Work to complete: The entries below should be transcribed in their entirety, exactly as written.

Excerpt from a dataset
○ ○ ○ ○ ○ ○ ○
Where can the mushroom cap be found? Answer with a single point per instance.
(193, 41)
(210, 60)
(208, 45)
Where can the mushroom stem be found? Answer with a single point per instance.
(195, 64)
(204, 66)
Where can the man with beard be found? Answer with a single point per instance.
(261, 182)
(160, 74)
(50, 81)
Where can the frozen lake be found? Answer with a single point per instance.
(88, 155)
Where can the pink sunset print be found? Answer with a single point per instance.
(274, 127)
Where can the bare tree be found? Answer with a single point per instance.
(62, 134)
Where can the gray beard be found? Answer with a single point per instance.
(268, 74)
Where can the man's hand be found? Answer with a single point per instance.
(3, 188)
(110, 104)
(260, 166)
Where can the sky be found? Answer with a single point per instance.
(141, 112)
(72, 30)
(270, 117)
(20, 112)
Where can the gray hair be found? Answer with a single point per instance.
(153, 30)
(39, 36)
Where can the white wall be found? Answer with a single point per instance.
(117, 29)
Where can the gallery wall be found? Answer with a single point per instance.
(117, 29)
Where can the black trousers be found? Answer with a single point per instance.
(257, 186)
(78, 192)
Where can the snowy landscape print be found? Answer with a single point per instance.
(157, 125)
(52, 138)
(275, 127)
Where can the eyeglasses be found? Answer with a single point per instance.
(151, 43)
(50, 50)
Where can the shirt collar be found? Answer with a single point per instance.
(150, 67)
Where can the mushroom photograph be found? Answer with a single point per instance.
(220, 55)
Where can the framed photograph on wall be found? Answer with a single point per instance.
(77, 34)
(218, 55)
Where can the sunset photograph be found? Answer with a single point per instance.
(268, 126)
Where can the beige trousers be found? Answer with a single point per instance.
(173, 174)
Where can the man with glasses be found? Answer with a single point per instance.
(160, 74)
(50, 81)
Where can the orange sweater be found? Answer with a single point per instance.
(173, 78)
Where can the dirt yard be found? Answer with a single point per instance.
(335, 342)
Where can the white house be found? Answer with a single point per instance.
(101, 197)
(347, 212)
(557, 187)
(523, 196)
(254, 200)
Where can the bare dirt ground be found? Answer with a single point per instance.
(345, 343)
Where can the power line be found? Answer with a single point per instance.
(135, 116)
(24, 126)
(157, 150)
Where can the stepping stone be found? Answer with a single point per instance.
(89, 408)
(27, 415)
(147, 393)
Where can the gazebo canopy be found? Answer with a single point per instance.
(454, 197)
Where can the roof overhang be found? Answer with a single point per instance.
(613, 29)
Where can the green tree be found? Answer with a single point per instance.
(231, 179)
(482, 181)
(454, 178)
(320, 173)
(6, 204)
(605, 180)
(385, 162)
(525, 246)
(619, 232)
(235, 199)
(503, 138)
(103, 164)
○ ○ ○ ○ ○ ○ ○
Written response:
Where can the mushroom cap be found? Answer with a single point per instance.
(193, 41)
(210, 60)
(208, 45)
Where can the mushroom stem be found? Answer with a single point per instance.
(195, 64)
(204, 66)
Where can the man with beard be found? Answer with a single point per instance.
(261, 182)
(160, 74)
(50, 81)
Where can the frozen lake be found? Answer with a single point per instance.
(88, 155)
Where can the pink sunset print be found? Answer with a single point per instance.
(274, 127)
Where can the bare tree be found? Answer with a single point per instance.
(62, 134)
Where can the gray beard be found? Answer with a single point per instance.
(268, 74)
Where can the man's hand be found? Answer with a single point per instance.
(3, 188)
(110, 104)
(260, 166)
Where can the sky be found? Answer with a single point per instance.
(141, 112)
(72, 30)
(270, 117)
(20, 112)
Where can the gray hair be found? Answer with a single point per instance.
(153, 30)
(39, 36)
Where can the white wall be found? Answer with a single point per instance.
(117, 29)
Where can the gallery wall be found? Answer with a single point per instance.
(117, 29)
Where can the black trousers be found? Answer with a single point per instance.
(257, 186)
(78, 192)
Where can the snowy landscape print be found? Answer with a single point per instance.
(157, 125)
(52, 138)
(275, 127)
Where can the eyeglasses be found? Answer with a single point per instance.
(151, 43)
(50, 50)
Where can the shirt collar be found? Answer with a single point per instance.
(150, 67)
Where can the mushroom photograph be found? Answer with a single point per instance.
(220, 55)
Where can the framed photograph on wall be found? Answer with a single point per instance.
(77, 34)
(218, 55)
Where can the sunset photograph be found? Answer with a single point per instance.
(268, 126)
Where can the beige trousers be found? Answer with a single point per instance.
(173, 174)
Where can the man with glasses be found? Answer with a single point per instance.
(160, 74)
(50, 81)
Where can the orange sweater be found? Answer with a single point per instance.
(173, 78)
Where can the dirt yard be found? Answer with a single point per instance.
(335, 342)
Where can the white house be found? Answer with a single point per instance.
(101, 197)
(347, 212)
(557, 187)
(523, 196)
(254, 200)
Where can the bare dirt ground be found? Answer with a single point per instance.
(345, 343)
Where can the power line be found? Answer with a single point per instance.
(135, 116)
(24, 126)
(157, 150)
Where can the stepping stone be found? Answer with a single point per instance.
(89, 408)
(27, 415)
(147, 393)
Where can the gazebo canopy be found? Answer with a single point per instance.
(454, 197)
Where can the roof overhang be found? Answer with a single point per instance.
(613, 29)
Where can the green tree be found? Answer with a single point per instance.
(231, 179)
(482, 181)
(454, 178)
(320, 173)
(6, 204)
(605, 180)
(385, 162)
(525, 246)
(619, 232)
(235, 199)
(503, 138)
(103, 164)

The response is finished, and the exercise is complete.